(Aim of the exercise): Reproduce word for word the lines below, starting with the line that contains "the wooden porch" and going on through the line that contains "[93,228,102,282]", including both of those lines.

(Input records):
-*-*-

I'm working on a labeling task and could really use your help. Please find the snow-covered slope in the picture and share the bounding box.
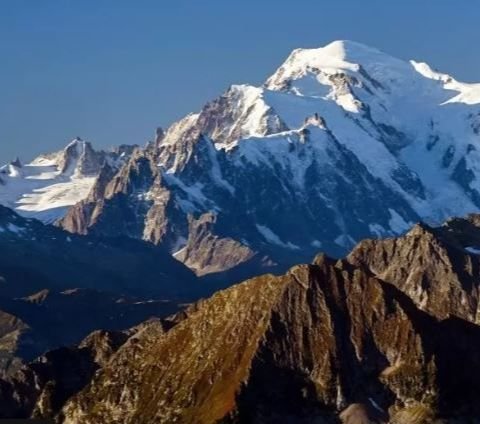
[0,138,135,222]
[20,41,480,271]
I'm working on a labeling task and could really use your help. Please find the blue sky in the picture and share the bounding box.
[0,0,480,162]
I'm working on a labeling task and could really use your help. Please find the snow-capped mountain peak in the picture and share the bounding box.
[0,137,133,222]
[4,41,480,278]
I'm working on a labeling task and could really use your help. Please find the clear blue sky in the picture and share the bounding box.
[0,0,480,162]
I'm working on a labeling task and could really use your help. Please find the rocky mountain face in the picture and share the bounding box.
[0,137,136,223]
[47,41,480,275]
[0,206,201,375]
[0,215,480,424]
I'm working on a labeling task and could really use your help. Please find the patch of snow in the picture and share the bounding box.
[388,209,412,234]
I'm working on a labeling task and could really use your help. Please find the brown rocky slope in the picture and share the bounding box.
[4,216,480,424]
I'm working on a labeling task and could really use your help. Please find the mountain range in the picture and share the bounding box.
[0,41,480,275]
[0,215,480,424]
[0,41,480,424]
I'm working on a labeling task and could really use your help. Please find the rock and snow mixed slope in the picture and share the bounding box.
[0,138,131,222]
[5,41,480,274]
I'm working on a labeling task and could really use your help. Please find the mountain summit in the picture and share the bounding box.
[0,41,480,275]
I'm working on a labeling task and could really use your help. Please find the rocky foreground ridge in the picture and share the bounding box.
[0,215,480,424]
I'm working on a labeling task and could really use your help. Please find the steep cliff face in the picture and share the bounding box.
[54,41,480,274]
[0,219,480,424]
[347,215,480,323]
[0,137,134,223]
[54,257,480,423]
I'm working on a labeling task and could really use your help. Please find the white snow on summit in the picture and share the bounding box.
[0,139,96,222]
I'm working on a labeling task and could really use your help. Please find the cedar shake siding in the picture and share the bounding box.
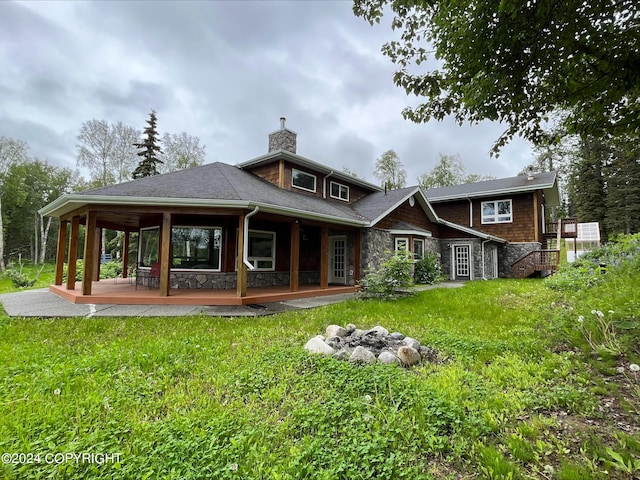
[247,160,371,204]
[432,192,542,242]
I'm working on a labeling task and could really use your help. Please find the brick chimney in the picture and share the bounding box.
[269,117,298,153]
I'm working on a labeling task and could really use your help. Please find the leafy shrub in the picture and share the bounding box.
[5,269,36,288]
[361,250,413,298]
[413,253,442,285]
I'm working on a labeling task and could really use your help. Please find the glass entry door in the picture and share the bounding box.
[453,245,471,280]
[329,237,347,285]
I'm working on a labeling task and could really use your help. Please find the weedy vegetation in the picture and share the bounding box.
[0,232,640,480]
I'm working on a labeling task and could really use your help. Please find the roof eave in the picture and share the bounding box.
[427,181,556,203]
[439,218,509,243]
[39,194,367,227]
[370,187,438,226]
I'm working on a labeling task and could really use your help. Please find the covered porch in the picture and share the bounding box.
[49,279,357,305]
[50,205,360,305]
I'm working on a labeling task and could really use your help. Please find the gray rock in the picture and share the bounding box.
[333,348,351,360]
[403,337,420,350]
[304,337,335,355]
[349,347,376,365]
[378,350,400,365]
[325,335,343,348]
[419,345,438,363]
[369,325,389,337]
[326,325,347,337]
[397,345,421,367]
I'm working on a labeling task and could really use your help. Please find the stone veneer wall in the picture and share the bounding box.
[360,228,393,278]
[498,242,542,277]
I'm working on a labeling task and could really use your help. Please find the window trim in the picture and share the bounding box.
[246,230,278,272]
[480,198,513,225]
[291,168,318,193]
[171,225,224,272]
[329,180,349,202]
[393,237,409,252]
[411,238,424,260]
[137,225,224,272]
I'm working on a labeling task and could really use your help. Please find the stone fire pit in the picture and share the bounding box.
[304,324,438,367]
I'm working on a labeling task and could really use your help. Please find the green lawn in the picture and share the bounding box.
[0,246,640,480]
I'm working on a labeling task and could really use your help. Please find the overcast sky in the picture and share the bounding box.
[0,0,533,185]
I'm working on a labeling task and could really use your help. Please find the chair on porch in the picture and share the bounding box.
[136,262,160,289]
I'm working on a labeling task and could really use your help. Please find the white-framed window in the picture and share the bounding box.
[395,237,409,252]
[171,226,222,271]
[482,200,513,223]
[331,182,349,202]
[138,226,222,271]
[291,168,316,193]
[413,238,424,260]
[247,230,276,271]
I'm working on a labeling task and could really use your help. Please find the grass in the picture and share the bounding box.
[0,246,640,479]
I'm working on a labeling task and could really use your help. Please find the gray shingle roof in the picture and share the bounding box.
[425,172,560,205]
[353,187,418,220]
[43,162,366,223]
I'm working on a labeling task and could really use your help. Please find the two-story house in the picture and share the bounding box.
[41,119,558,304]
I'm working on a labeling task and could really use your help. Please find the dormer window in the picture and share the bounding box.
[331,182,349,202]
[291,168,316,193]
[482,200,513,224]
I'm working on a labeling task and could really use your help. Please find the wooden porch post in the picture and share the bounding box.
[289,220,300,292]
[320,226,329,288]
[533,191,544,242]
[55,220,69,285]
[353,230,361,285]
[160,212,171,297]
[236,213,247,297]
[67,217,80,290]
[122,230,131,278]
[82,211,97,295]
[93,228,102,282]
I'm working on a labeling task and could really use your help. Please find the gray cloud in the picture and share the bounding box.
[0,0,532,183]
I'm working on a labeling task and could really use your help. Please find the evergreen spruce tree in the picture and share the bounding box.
[569,137,610,241]
[604,141,640,234]
[133,110,163,179]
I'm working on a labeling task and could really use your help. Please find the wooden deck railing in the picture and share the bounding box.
[545,217,578,238]
[511,250,560,278]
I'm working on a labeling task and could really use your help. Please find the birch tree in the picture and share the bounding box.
[0,136,28,273]
[76,119,140,187]
[158,132,206,173]
[353,0,640,152]
[373,150,407,190]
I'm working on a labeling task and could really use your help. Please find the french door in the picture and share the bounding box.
[453,245,471,280]
[329,237,347,285]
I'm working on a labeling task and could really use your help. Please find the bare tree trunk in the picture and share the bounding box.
[0,195,7,273]
[31,212,40,265]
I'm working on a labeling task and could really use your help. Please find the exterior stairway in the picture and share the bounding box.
[511,217,578,278]
[511,250,560,278]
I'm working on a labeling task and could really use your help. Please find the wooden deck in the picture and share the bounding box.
[49,279,357,305]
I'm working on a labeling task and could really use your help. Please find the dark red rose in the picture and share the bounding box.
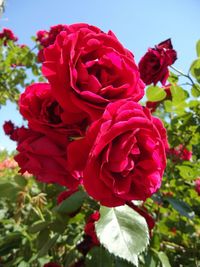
[84,211,100,245]
[68,100,168,207]
[43,262,62,267]
[195,178,200,196]
[19,83,87,143]
[139,39,177,85]
[36,24,68,62]
[42,24,144,123]
[0,28,18,45]
[15,129,79,189]
[3,120,15,135]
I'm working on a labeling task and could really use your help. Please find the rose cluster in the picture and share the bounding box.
[0,28,18,45]
[15,23,176,207]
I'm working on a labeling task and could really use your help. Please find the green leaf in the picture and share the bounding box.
[158,251,171,267]
[196,40,200,57]
[191,83,200,97]
[55,191,86,214]
[38,234,59,257]
[171,85,188,103]
[190,58,200,83]
[85,247,113,267]
[0,232,22,256]
[29,221,49,234]
[14,175,28,187]
[0,181,20,199]
[167,71,178,84]
[146,86,167,102]
[176,165,195,180]
[165,197,195,219]
[95,205,149,266]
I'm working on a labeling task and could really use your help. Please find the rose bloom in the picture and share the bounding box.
[195,178,200,196]
[42,23,144,123]
[3,120,15,135]
[0,28,18,45]
[139,39,177,85]
[68,100,168,207]
[15,128,79,189]
[36,24,68,62]
[19,83,87,144]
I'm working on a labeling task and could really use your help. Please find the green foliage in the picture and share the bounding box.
[0,38,200,267]
[96,205,149,266]
[0,40,41,106]
[146,86,166,102]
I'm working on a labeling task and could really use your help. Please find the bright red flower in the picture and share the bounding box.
[139,39,177,85]
[19,83,87,144]
[195,178,200,196]
[0,28,18,45]
[68,100,168,207]
[42,23,144,123]
[15,128,79,189]
[3,120,15,135]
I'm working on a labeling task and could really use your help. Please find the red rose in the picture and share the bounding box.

-*-*-

(Task solution):
I'm working on a labeling task and could really use your help. Please find the wooden porch post in the picture and share the bounding box.
[289,220,300,292]
[320,226,329,288]
[533,191,544,242]
[55,220,69,285]
[353,230,361,285]
[160,212,171,297]
[236,213,247,297]
[67,217,80,290]
[122,230,131,278]
[82,211,97,295]
[93,228,102,282]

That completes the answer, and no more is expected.